- [Problem requirements] Copy out all of the records. Keep every word exact.

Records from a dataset
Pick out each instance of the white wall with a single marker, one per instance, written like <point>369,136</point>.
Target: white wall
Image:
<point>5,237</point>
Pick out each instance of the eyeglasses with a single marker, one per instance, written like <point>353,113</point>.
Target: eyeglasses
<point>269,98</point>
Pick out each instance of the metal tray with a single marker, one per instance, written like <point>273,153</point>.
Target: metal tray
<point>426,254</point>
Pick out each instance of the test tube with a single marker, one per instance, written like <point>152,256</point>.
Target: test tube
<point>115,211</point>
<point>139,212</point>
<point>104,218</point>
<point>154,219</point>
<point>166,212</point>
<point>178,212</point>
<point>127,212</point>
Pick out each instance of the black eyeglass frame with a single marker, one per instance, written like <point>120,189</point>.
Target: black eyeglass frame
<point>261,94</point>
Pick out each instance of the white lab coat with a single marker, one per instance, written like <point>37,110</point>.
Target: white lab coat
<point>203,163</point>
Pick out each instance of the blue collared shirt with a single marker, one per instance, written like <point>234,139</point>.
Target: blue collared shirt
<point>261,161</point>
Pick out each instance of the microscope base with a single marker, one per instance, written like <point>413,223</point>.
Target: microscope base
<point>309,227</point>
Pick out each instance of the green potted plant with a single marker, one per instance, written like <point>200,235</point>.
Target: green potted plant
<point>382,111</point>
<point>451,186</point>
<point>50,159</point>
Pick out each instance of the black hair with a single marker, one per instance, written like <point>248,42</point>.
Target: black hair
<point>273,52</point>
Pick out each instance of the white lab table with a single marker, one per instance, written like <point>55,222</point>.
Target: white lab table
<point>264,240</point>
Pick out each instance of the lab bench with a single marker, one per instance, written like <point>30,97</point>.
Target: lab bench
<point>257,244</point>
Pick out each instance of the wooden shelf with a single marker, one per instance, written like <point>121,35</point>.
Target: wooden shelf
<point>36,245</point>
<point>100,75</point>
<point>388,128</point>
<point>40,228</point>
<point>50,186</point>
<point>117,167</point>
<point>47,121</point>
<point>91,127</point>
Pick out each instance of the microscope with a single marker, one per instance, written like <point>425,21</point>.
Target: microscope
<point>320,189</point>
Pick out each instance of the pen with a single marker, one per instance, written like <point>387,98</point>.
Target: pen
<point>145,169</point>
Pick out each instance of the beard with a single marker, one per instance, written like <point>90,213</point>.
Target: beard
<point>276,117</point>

- [Response for this exercise]
Pick out each instance of the white wall with a single marker, one per instance, written like <point>369,136</point>.
Target: white wall
Image:
<point>5,237</point>
Pick out each instance of the eyeglasses with a single marker, one per instance, written like <point>353,113</point>.
Target: eyeglasses
<point>269,98</point>
Pick out each instance of the metal tray with a single marker, one per instance, written like <point>273,153</point>.
Target: metal tray
<point>426,254</point>
Pick out each instance of the test tube with a single marker, one per instance, written like <point>152,256</point>.
Target: test tube
<point>115,211</point>
<point>139,212</point>
<point>104,218</point>
<point>154,219</point>
<point>166,212</point>
<point>178,212</point>
<point>127,212</point>
Pick out each instance of the black eyeglass frame with a single marker, one per instance, written like <point>120,189</point>.
Target: black eyeglass frame
<point>261,94</point>
Pick out each instance of the white lab coat with a single marker, one per instance, written like <point>37,110</point>.
Target: white lab coat
<point>203,163</point>
Pick out each instance of the blue collared shirt with a single marker, one per instance, written like <point>234,139</point>.
Target: blue collared shirt
<point>261,161</point>
Pick out each instance of the microscope base with a single marker, one per instance, written like <point>413,223</point>.
Target: microscope base
<point>309,227</point>
Pick out each instance of the green potted plant with a single marker, one per instance, written like <point>200,235</point>.
Target: green potted plant
<point>382,111</point>
<point>451,186</point>
<point>50,159</point>
Pick out each instance of the black hair with a single marker, one per instance, written like <point>248,42</point>.
Target: black hair
<point>273,52</point>
Pick out each instance of the white lab table with a single marker, one per instance, written like <point>55,222</point>.
Target: white lab table
<point>264,240</point>
Pick out each instance of the lab bench with a single marker, one per instance, written like <point>30,97</point>.
Target: lab bench
<point>257,244</point>
Pick out each instance of the wooden shelf with a single marker, one per instance, written like <point>121,35</point>.
Target: wooden shelf
<point>36,245</point>
<point>100,75</point>
<point>388,128</point>
<point>40,228</point>
<point>50,186</point>
<point>117,167</point>
<point>47,121</point>
<point>91,127</point>
Pick out each instance of the microscope with a single marker, one per instance, written like <point>425,21</point>.
Target: microscope
<point>320,189</point>
Pick out each instance of the pen with a single marker, one per instance, written like <point>387,98</point>.
Target: pen
<point>145,169</point>
Pick out each instance of the beard with a single marker, one per instance, written like <point>90,213</point>.
Target: beard
<point>276,117</point>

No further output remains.